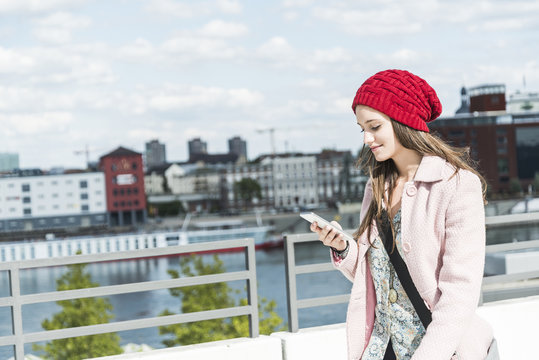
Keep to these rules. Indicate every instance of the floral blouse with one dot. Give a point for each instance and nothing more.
(396, 318)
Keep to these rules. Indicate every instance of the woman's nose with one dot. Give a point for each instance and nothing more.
(368, 138)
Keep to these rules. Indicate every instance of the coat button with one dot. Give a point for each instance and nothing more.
(411, 190)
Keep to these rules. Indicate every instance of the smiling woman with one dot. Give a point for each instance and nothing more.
(420, 246)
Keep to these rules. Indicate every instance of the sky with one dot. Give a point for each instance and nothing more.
(98, 74)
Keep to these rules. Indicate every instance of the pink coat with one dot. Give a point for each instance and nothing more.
(443, 238)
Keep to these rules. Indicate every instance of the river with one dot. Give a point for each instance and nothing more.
(271, 285)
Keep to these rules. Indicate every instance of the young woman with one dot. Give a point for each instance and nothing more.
(434, 200)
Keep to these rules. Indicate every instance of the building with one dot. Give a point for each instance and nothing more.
(295, 180)
(34, 202)
(237, 146)
(523, 102)
(197, 146)
(155, 154)
(487, 98)
(9, 161)
(506, 144)
(124, 183)
(339, 179)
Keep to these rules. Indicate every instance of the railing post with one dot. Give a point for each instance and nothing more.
(291, 290)
(252, 294)
(16, 312)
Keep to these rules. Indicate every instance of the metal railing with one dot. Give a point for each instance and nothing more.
(488, 293)
(16, 300)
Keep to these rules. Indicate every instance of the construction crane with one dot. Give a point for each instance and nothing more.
(86, 151)
(272, 137)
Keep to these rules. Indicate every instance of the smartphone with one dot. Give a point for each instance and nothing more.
(312, 217)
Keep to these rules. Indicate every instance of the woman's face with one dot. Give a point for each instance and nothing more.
(378, 133)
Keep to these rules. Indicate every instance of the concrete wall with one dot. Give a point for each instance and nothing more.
(514, 322)
(261, 348)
□ □ □ □ □
| Exercise requirements |
Please set the records down again exactly as written. The pictures should not be included.

| Solved problem |
Keep to these rules. Indicate every instance of the floral blouse with one dot. Give a point for each instance and nothing more.
(396, 318)
Keep to these rules. Indicate every instance of the woman's nose with one dot. Give a point for each instance and nothing more.
(368, 138)
Keep to these rules. Indicate every instance of the coat button with one dot. Give a point for each instance and nothing more.
(411, 190)
Keep to these rules. Indicate every instance of the smiling woman with one dot. Give a point for each instance and nothing more.
(420, 246)
Keep to these rules. Indicate every instance of the sky with one dot. Give a point for each instance and nothing more.
(98, 74)
Keep to these rules. Indicate every instance of the pink coat with one dot. Give a point for each instance and nothing more.
(443, 238)
Keep to these rules. Indicate every instance of the river with one dot. Give a point for each instance and nothing more.
(271, 285)
Keep to these rules. Indicate every instance of the young woman with one dot. Give a point for each instance and nothing more.
(434, 200)
Keep to these rules. Indicate every instance of the building with one dot. Give a point for each instance and nothing more.
(295, 180)
(34, 202)
(237, 146)
(523, 102)
(197, 146)
(155, 154)
(487, 98)
(9, 161)
(506, 144)
(124, 183)
(339, 179)
Keep to these rules. Indicate every instance of the railing post with one dot. Give a point for each instance and nothing more.
(291, 290)
(252, 294)
(16, 312)
Keep to these rules. Indicate every instance of the metal railing with one dot. Give a point for each instance and nothing more.
(488, 293)
(16, 300)
Keep to these rules. Indicate every instance of the construction crane with one dot. Give a point for each instance and nothing more.
(86, 151)
(272, 137)
Keep to these rules. Indicate every instance of the smartphone with one dot. Give a point for each instance and nothing more.
(312, 217)
Keep to these rules. Indicate every instance of the woman's face with one dot. Give a point for each instance and nothing more.
(378, 133)
Keep to these rules. Indicate every instance of the concrete wall with one dot. Give a point for each instance and nothing more.
(514, 322)
(261, 348)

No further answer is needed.